• _Exercises to complete_
**A.** Rewrite the patent listing starting with "Date of Patent: August" and going on through "by a mini-RAS.", putting "primary RAS" wherever "main RAS" appears.
**B.** Carry the listing of Conrado Blasco's patents forward from the point where it stops.

• _Document text_

Patents by Inventor Conrado Blasco

Conrado Blasco has filed for patents to protect the following inventions. This listing includes patent applications that are pending as well as patents that have already been granted by the United States Patent and Trademark Office (USPTO).

Optimizing register initialization operations

Patent number: 9430243

Abstract: A system and method for efficiently reducing the latency of initializing registers. A register rename unit within a processor determines whether prior to an execution pipeline stage it is known a decoded given instruction writes a particular numerical value in a destination operand. An example is a move immediate instruction that writes a value of 0 in its destination operand. Other examples may also qualify. If the determination is made, a given physical register identifier is assigned to the destination operand, wherein the given physical register identifier is associated with the particular numerical value, but it is not associated with an actual physical register in a physical register file. The given instruction is marked to prevent it from proceeding to an execution pipeline stage. When the given physical register identifier is used to read the physical register file, no actual physical register is accessed.

Type: Grant

Filed: April 30, 2012

Date of Patent: August 30, 2016

Assignee: Apple Inc.

Inventors: James B. Keller, John H. Mylius, Conrado Blasco-Allue, Gerard R. Williams, III
Next fetch predictor return address stack

Patent number: 9405544

Abstract: A system and method for efficient branch prediction. A processor includes a next fetch predictor to generate a fast branch prediction for branch instructions at an early pipeline stage. The processor also includes a main return address stack (RAS) at a later pipeline stage for predicting the target of return instructions. When a return instruction is encountered, the prediction from the next fetch predictor is replaced by the top of the main RAS. If there are any recent call or return instructions in flight toward the main RAS, then a separate prediction is generated by a mini-RAS.

• _Extracted material_
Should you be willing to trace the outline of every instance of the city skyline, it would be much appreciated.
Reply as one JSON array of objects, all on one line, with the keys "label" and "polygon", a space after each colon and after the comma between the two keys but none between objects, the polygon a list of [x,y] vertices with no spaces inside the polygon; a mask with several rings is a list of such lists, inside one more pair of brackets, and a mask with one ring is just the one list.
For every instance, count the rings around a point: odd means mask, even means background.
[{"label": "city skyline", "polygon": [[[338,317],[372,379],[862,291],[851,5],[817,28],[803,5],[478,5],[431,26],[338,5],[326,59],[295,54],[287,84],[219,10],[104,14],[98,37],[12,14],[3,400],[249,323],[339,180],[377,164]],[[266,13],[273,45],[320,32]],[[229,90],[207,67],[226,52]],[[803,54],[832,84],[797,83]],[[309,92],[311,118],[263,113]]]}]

---

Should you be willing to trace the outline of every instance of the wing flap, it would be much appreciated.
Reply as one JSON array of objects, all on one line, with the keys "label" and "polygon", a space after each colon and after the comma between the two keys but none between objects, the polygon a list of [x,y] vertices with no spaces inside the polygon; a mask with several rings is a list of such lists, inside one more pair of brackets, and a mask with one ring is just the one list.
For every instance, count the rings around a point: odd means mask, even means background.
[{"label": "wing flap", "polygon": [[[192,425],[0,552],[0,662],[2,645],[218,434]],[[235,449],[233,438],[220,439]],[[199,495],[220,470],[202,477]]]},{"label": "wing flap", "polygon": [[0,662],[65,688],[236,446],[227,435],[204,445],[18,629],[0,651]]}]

• _Answers to the problems_
**A.**
Date of Patent: August 30, 2016

Assignee: Apple Inc.

Inventors: James B. Keller, John H. Mylius, Conrado Blasco-Allue, Gerard R. Williams, III
Next fetch predictor return address stack

Patent number: 9405544

Abstract: A system and method for efficient branch prediction. A processor includes a next fetch predictor to generate a fast branch prediction for branch instructions at an early pipeline stage. The processor also includes a main return address stack (RAS) at a later pipeline stage for predicting the target of return instructions. When a return instruction is encountered, the prediction from the next fetch predictor is replaced by the top of the primary RAS. If there are any recent call or return instructions in flight toward the primary RAS, then a separate prediction is generated by a mini-RAS.

**B.**
Type: Grant

Filed: May 14, 2013

Date of Patent: August 2, 2016

Assignee: Apple Inc.

Inventors: Douglas C. Holman, Ramesh B. Gunna, Conrado Blasco-Allue
Fetch width predictor

Patent number: 9367471

Abstract: Various techniques for predicting instruction fetch widths. In one embodiment, a fetch prediction unit in a processor is configured to generate a fetch width that specifies a number of bits to be retrieved in a subsequent fetch from an instruction cache. The fetch prediction unit may also generate a fetch prediction that includes the fetch width in response to a current fetch request. A number of bits corresponding to the fetch width may be fetched from the instruction cache. The fetch width may correspond to a location of a predicted-taken control transfer instruction. This fetch width prediction may lead to power savings in instruction cache accesses.

Type: Grant

Filed: September 10, 2012

Date of Patent: June 14, 2016

Assignee: Apple Inc.

Inventors: Conrado Blasco-Allue, Ramesh B. Gunna
Multi-level dispatch for a superscalar processor

Patent number: 9336003

Abstract: In an embodiment, a processor includes a multi-level dispatch circuit configured to supply operations for execution by multiple parallel execution pipelines. The multi-level dispatch circuit may include multiple dispatch buffers, each of which is coupled to multiple reservation stations. Each reservation station may be coupled to a respective execution pipeline and may be configured to schedule instruction operations (ops) for execution in the respective execution pipeline. The sets of reservation stations coupled to each dispatch buffer may be non-overlapping. Thus, if a given op is to be executed in a given execution pipeline, the op may be sent to the dispatch buffer which is coupled to the reservation station that provides ops to the given execution pipeline.

Type: Grant

Filed: January 25, 2013

Date of Patent: May 10, 2016

Assignee: Apple Inc.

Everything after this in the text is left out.